SPC charts use a time variable along the X-axis and the observation as the Y-value. I- and P- Charts have control limits calculated as center line ± 3x Sigma. Where 3x as default is equal to 3, but with the option /tlimit can depend on number of observations in each subsection of the graph.
The graphs do not demand a specific number of observations. The assumption for using tests for special variation is that btw. 20 and 30 observations are included in each portion (break). With fewer observations the chance of a Type II error is larger (overlooking an actual special cause) and with larger numbers of observations the chance of a type I error is larger (false positive test). Therefore users should explore the usage of the /tlimit principle. See Hart & Hart for more information.
In SPC - Statistical Process Control Charts: Notice Control Limits are NOT the same as Confidence limits. Confidence Intervals indicate limits for the mean (phrased: the mean or central line of the SPC chart is this ..., but we cannot with the current sample decide whether it could be as high as .. (upper CI) or as low as (lower CI). Whereas control limits are indications of the type "Within these limits one should expect that 99.5 % (percent depend on sigma value) of the observations would be contained given the proces is in control".

■ **EXERCISE OBJECTIVE**
From the passage on SPC charts, transcribe word for word the portion starting with "SPC charts use" and going on through "of the graph.".

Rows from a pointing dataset
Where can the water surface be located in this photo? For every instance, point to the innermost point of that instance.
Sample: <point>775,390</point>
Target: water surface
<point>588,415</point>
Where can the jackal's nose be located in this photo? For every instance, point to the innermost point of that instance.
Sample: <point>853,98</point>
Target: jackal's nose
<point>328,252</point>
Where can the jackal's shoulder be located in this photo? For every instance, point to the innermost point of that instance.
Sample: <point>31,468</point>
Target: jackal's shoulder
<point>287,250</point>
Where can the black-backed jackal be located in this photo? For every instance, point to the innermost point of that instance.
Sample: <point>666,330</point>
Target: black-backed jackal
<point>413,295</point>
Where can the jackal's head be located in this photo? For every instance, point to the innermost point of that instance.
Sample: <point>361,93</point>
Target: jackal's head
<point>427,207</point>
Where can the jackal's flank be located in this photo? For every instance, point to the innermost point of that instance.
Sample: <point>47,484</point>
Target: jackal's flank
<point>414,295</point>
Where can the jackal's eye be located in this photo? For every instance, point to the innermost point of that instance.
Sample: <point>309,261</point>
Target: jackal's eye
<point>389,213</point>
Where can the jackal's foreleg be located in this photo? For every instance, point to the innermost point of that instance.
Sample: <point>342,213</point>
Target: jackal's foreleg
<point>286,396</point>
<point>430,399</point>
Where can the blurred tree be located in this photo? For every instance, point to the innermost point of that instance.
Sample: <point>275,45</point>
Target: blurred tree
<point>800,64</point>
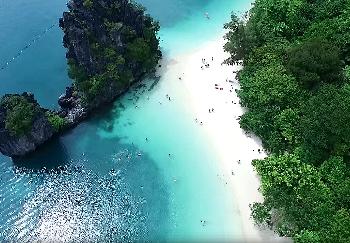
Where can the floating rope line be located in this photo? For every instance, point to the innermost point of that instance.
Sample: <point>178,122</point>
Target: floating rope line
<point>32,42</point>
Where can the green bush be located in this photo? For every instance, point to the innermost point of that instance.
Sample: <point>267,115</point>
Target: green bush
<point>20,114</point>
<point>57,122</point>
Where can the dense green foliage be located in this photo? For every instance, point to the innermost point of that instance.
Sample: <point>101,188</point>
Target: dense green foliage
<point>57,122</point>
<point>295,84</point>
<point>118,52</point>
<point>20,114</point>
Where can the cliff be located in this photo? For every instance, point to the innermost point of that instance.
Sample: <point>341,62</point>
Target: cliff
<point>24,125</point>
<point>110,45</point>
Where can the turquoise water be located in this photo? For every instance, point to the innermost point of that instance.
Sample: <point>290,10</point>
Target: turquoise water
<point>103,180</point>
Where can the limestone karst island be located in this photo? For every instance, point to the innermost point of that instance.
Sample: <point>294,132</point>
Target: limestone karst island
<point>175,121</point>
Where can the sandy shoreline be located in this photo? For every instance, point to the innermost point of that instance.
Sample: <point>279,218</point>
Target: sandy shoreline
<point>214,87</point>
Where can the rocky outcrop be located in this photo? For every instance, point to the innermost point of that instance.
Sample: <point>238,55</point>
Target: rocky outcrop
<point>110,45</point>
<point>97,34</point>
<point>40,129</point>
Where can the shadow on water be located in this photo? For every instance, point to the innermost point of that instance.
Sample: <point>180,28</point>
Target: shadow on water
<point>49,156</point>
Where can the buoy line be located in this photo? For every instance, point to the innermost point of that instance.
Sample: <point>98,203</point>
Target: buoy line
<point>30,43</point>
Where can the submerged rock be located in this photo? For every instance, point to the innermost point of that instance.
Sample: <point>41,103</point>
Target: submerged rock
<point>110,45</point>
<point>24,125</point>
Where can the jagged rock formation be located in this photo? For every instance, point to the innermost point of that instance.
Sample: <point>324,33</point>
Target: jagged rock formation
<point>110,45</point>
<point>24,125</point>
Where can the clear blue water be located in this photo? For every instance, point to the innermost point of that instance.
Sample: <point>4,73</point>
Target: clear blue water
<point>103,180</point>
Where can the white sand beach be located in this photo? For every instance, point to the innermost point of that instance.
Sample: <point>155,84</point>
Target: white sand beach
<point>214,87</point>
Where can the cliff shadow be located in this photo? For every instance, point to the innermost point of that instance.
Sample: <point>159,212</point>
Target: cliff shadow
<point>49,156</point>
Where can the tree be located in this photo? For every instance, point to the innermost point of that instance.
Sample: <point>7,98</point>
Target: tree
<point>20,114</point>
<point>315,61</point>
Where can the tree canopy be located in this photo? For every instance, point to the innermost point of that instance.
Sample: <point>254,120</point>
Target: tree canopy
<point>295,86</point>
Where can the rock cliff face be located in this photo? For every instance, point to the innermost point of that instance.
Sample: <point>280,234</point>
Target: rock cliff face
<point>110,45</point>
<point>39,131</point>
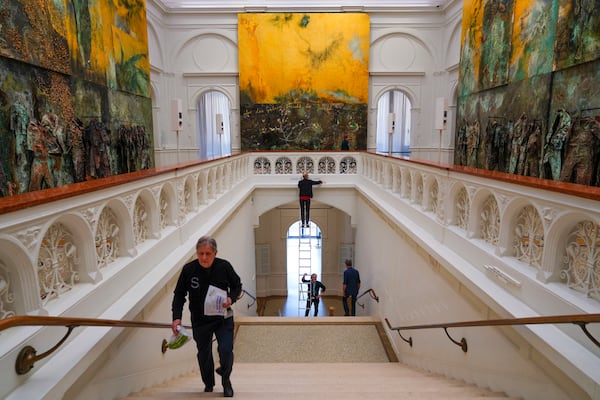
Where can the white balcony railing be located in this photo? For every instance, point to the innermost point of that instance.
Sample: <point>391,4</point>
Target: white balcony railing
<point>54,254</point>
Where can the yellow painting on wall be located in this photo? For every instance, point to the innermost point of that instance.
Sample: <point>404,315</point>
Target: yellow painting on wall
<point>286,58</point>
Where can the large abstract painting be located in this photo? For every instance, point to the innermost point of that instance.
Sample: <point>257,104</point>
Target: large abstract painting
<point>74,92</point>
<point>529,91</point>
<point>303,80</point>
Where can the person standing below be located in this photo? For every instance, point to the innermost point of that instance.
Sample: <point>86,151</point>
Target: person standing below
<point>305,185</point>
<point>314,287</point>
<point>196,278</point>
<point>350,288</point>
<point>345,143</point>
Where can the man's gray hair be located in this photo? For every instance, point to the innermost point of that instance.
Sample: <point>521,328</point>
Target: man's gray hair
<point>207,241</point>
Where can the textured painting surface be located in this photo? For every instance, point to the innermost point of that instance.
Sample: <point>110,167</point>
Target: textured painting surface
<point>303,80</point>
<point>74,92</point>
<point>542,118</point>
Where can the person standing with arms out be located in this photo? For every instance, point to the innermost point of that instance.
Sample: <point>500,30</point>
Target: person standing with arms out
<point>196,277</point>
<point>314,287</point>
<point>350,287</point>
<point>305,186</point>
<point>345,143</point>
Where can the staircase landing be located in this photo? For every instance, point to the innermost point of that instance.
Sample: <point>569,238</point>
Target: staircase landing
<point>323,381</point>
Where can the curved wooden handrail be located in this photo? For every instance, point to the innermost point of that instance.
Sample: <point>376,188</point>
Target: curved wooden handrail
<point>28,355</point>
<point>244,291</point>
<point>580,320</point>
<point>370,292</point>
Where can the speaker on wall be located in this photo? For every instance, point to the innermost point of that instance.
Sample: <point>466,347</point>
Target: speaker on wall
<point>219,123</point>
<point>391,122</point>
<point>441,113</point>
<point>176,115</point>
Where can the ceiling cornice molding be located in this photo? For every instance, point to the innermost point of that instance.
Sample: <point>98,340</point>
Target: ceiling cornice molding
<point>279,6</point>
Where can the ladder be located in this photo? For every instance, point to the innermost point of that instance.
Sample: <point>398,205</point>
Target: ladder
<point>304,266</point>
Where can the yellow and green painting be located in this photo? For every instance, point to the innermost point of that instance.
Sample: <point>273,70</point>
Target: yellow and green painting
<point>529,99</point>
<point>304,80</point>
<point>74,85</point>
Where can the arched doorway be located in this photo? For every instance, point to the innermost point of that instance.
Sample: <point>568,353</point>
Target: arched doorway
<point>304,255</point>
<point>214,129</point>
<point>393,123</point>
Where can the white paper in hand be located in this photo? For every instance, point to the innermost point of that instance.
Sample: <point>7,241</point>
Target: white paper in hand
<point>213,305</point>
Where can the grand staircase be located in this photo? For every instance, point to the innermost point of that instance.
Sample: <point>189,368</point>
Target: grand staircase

--

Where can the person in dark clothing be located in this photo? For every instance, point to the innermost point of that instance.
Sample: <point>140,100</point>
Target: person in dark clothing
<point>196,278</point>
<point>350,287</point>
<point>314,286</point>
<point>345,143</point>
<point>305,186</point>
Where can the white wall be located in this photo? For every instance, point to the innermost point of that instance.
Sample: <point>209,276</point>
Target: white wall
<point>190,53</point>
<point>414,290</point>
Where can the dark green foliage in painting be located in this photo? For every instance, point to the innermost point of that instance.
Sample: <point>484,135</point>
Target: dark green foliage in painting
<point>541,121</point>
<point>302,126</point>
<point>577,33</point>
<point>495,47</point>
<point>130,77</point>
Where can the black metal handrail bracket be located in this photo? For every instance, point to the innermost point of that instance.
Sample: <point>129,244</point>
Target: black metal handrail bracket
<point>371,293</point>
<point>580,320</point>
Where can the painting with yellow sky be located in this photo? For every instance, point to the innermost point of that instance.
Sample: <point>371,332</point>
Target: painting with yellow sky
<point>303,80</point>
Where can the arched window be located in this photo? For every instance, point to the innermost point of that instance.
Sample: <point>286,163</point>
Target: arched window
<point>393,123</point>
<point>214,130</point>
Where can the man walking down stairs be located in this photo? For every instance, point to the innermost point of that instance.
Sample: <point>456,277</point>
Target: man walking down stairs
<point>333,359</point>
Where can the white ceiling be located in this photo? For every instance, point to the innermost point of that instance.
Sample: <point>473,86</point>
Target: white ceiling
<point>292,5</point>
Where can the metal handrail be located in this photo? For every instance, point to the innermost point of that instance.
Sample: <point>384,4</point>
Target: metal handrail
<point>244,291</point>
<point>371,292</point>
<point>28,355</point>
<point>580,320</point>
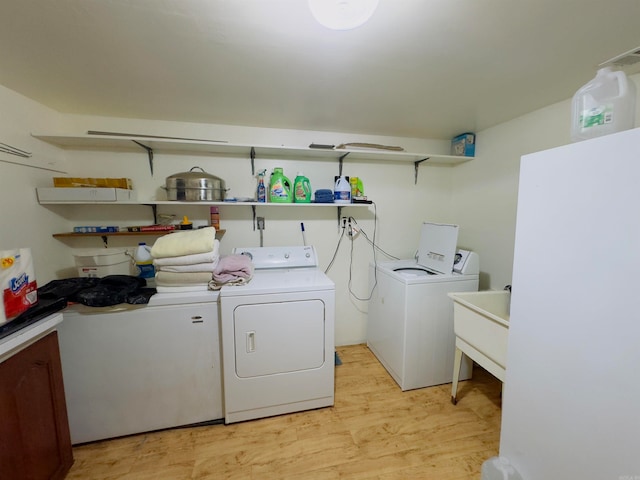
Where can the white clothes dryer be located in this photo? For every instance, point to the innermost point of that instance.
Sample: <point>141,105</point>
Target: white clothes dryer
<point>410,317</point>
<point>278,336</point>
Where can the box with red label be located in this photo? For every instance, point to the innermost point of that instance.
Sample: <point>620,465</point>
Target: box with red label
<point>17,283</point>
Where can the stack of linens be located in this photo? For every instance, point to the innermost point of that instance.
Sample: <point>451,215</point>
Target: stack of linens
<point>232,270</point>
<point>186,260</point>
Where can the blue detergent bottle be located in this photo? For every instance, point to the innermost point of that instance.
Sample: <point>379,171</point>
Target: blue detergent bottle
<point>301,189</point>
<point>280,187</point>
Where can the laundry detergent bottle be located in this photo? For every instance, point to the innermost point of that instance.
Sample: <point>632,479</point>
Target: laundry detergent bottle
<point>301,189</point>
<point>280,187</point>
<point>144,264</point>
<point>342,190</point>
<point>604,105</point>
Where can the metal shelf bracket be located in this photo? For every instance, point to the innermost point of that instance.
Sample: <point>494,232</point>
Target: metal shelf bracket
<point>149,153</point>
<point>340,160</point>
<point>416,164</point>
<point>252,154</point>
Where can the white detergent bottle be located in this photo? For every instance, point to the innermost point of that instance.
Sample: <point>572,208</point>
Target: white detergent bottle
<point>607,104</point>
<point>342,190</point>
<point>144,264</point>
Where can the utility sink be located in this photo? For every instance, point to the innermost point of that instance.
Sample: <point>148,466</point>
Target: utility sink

■ **RESULT FOR THIS TASK**
SPC charts use a time variable along the X-axis and the observation as the Y-value. I- and P- Charts have control limits calculated as center line ± 3x Sigma. Where 3x as default is equal to 3, but with the option /tlimit can depend on number of observations in each subsection of the graph.